The Theory of Relativity

These days, I play a ‘three bucket trick’ on myself. I use three buckets full of water to take my evening bath. Water conservationists, please excuse, but the weather is swelteringly hot, and my work entails that I stand in the Sun, for at least a couple of hours, everyday.

I use a submersible pump to suck the water up; from a bore well that reaches the deep innards of mother earth.

The first bucket full is almost warm, maybe due to the heated pipes that it uses to travel. The next two are progressively cooler. The third one being coldest of the lot but is still not ‘COLD’ by any standards set by the centigrade scale.

I use bucket number two first. It is refreshing. It washes the sweat and the grime off. Next I pull up the bucket number one. After number two, it feels ‘WARM,’ but still it is H TWO OH! An increasingly rare commodity on this planet. I use a larger water jug to run through it as quickly as possible.

Then comes the treat of the evening.

Bucket number three feels icy cold! I pour it over myself slowly, jug by jug, enjoying each drop as it carouses down my body. It tingles, it invigorates, it cools my scalp, and sends the body temperature plunging. The trick makes the water feel much colder than it actually is!
I
t enables me to wash the day off. I feel like a new man.

Theory Of Relativity: Rule One: Our feeling of discomfiture or pleasure are relative to the immediately previous experience that we have had rather than the real and actual parameters of the incident.

----

_What the exercise asks_. Reproduce the bucket-bath piece in full, word for word. The material that follows has no connection to the bucket-bath piece.

_Dataset entries_.
----

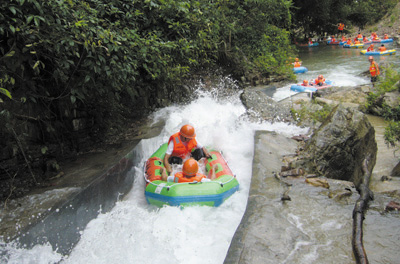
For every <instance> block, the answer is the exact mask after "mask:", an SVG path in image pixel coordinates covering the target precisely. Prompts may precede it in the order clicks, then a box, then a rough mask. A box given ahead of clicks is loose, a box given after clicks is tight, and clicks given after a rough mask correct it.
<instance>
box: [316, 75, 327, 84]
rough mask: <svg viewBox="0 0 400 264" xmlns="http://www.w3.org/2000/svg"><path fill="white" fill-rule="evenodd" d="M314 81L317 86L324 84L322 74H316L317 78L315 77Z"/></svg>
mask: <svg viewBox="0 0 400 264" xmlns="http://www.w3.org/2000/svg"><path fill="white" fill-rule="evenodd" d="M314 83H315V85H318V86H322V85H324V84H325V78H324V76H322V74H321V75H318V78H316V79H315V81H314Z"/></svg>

----

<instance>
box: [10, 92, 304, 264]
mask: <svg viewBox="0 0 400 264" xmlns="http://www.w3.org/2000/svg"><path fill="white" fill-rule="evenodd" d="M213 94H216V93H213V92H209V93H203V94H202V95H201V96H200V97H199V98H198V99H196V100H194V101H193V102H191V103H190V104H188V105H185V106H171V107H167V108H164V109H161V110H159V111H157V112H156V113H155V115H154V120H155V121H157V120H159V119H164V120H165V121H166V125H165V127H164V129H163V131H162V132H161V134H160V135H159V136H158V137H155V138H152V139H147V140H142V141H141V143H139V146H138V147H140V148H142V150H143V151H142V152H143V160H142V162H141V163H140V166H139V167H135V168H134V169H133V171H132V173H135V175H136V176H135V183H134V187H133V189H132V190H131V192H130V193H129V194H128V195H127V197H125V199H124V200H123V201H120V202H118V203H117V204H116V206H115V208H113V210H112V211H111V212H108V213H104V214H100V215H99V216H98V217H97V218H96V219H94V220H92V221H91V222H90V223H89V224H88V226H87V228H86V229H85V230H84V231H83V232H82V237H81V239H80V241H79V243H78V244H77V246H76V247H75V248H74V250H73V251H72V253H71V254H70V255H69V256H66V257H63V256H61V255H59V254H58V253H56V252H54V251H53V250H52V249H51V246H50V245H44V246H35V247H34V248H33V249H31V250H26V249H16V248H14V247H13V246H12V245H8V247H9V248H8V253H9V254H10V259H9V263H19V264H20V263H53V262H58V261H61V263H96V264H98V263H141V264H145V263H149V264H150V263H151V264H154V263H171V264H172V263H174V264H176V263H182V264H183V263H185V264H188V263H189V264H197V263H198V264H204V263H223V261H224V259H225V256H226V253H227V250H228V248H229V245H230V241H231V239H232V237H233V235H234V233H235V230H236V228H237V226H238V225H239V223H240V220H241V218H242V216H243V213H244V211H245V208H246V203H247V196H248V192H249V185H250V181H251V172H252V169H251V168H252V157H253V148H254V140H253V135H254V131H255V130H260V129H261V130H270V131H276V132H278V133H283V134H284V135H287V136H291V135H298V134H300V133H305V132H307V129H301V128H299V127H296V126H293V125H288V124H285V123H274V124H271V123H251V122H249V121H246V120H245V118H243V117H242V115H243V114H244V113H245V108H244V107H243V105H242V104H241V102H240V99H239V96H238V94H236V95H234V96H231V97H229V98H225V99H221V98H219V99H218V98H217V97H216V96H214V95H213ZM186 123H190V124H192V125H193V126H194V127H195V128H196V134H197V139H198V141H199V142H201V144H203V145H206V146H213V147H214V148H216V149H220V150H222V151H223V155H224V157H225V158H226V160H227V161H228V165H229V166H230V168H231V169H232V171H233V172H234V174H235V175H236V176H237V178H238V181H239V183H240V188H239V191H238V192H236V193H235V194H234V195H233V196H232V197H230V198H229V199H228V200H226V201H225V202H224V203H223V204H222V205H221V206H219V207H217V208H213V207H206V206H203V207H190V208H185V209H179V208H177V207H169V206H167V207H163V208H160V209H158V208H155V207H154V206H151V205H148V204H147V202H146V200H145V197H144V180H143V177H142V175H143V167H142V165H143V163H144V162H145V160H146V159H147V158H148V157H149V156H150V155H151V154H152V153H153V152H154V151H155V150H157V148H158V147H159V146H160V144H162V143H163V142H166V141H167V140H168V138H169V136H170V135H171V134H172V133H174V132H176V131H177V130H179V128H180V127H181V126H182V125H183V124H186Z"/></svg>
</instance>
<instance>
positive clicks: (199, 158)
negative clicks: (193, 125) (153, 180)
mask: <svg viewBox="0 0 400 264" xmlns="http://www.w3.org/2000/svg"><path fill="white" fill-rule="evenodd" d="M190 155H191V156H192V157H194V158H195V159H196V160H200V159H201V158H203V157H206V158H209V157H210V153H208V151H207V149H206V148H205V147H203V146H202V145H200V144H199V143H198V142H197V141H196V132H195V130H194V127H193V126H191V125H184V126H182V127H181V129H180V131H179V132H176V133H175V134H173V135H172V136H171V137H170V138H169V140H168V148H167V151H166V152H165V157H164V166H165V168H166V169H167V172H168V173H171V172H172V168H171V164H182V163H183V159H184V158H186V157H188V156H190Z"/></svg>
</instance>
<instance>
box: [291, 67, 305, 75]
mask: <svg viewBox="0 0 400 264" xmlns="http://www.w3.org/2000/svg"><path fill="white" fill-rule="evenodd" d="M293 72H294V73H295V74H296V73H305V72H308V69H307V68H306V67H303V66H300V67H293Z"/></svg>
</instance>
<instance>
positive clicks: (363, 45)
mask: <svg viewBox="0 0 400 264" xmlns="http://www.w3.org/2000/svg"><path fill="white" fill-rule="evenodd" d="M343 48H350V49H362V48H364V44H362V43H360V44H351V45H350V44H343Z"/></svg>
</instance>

----

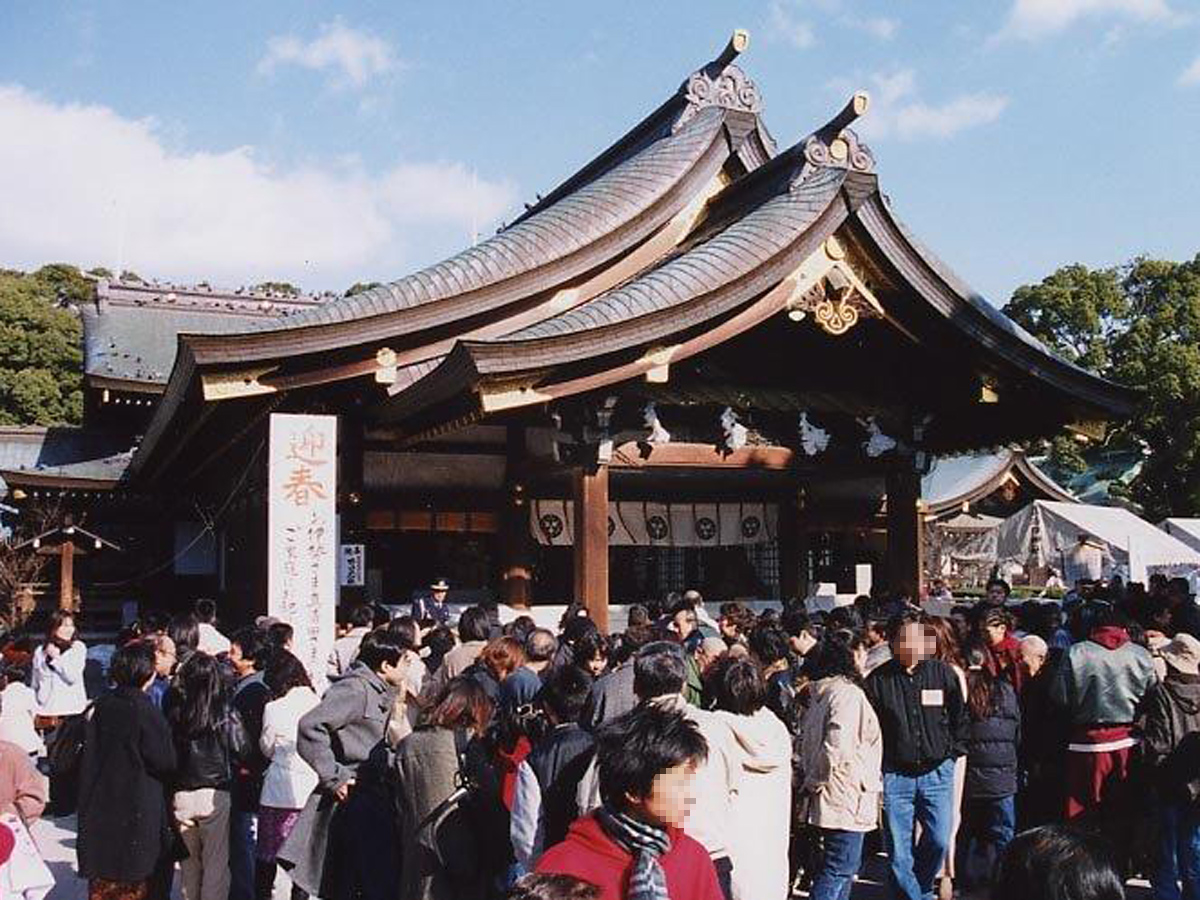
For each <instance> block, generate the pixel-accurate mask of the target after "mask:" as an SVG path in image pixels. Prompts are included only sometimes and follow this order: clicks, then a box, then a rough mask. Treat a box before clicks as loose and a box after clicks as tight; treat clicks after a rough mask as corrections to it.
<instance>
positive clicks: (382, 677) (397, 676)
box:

----

_Task output_.
The Theory of Relativity

These days, I play a ‘three bucket trick’ on myself. I use three buckets full of water to take my evening bath. Water conservationists, please excuse, but the weather is swelteringly hot, and my work entails that I stand in the Sun, for at least a couple of hours, everyday.

I use a submersible pump to suck the water up; from a bore well that reaches the deep innards of mother earth.

The first bucket full is almost warm, maybe due to the heated pipes that it uses to travel. The next two are progressively cooler. The third one being coldest of the lot but is still not ‘COLD’ by any standards set by the centigrade scale.

I use bucket number two first. It is refreshing. It washes the sweat and the grime off. Next I pull up the bucket number one. After number two, it feels ‘WARM,’ but still it is H TWO OH! An increasingly rare commodity on this planet. I use a larger water jug to run through it as quickly as possible.

Then comes the treat of the evening.

Bucket number three feels icy cold! I pour it over myself slowly, jug by jug, enjoying each drop as it carouses down my body. It tingles, it invigorates, it cools my scalp, and sends the body temperature plunging. The trick makes the water feel much colder than it actually is!
I
t enables me to wash the day off. I feel like a new man.

Theory Of Relativity: Rule One: Our feeling of discomfiture or pleasure are relative to the immediately previous experience that we have had rather than the real and actual parameters of the incident.